TASK TO COMPLETE: Go through the listing and write out all of it exactly.

AVAILABLE DATA:

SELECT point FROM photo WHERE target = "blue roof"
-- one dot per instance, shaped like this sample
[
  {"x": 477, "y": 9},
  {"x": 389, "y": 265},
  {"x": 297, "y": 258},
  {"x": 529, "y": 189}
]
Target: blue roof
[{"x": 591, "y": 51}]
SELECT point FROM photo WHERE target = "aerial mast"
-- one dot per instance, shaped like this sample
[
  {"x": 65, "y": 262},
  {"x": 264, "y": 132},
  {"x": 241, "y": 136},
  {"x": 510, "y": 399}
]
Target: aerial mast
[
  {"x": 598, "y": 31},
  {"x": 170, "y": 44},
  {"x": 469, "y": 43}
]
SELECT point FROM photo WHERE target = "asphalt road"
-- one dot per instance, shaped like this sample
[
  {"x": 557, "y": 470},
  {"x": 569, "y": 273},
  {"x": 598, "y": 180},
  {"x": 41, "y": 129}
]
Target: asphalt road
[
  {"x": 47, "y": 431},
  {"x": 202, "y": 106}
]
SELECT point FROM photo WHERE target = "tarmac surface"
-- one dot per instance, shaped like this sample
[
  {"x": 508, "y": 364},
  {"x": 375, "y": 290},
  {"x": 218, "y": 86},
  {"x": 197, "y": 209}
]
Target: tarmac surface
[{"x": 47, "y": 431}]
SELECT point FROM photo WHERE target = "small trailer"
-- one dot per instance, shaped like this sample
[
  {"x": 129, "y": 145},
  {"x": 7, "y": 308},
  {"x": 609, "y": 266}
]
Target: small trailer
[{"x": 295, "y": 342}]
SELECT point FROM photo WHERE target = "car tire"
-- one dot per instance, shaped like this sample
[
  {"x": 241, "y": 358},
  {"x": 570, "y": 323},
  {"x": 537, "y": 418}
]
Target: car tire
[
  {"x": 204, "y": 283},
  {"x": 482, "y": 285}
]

ANSWER AREA:
SELECT point FROM photo WHERE target = "blue roof"
-- one dot per instance, shaped like this sample
[
  {"x": 477, "y": 9},
  {"x": 389, "y": 265},
  {"x": 297, "y": 258},
  {"x": 529, "y": 189}
]
Target: blue roof
[{"x": 591, "y": 51}]
SELECT point FROM photo WHERE target = "aerial mast"
-- one dot per instance, shaped like this sample
[
  {"x": 65, "y": 262},
  {"x": 264, "y": 132},
  {"x": 241, "y": 136},
  {"x": 510, "y": 399}
]
Target: aerial mast
[
  {"x": 598, "y": 31},
  {"x": 170, "y": 44},
  {"x": 469, "y": 43}
]
SELECT point FROM photo WHERE target = "asphalt road"
-- one dot per instance, shaped like this sample
[
  {"x": 557, "y": 470},
  {"x": 569, "y": 273},
  {"x": 598, "y": 180},
  {"x": 41, "y": 129}
]
Target: asphalt road
[
  {"x": 47, "y": 431},
  {"x": 202, "y": 106}
]
SELECT point FROM photo WHERE target = "tarmac surface"
-- one dot per instance, shaped like this sample
[
  {"x": 508, "y": 364},
  {"x": 375, "y": 290},
  {"x": 218, "y": 86},
  {"x": 197, "y": 209}
]
Target: tarmac surface
[{"x": 47, "y": 431}]
SELECT point FROM photo WHERE target = "small trailer"
-- one dot per instance, shaped like this sample
[
  {"x": 129, "y": 145},
  {"x": 7, "y": 308},
  {"x": 609, "y": 266}
]
Target: small trailer
[{"x": 295, "y": 342}]
SELECT point FROM photo WHERE target = "car tire"
-- one dot per instance, shaped like this sample
[
  {"x": 241, "y": 358},
  {"x": 570, "y": 323},
  {"x": 537, "y": 418}
]
Target: car tire
[
  {"x": 204, "y": 283},
  {"x": 482, "y": 285}
]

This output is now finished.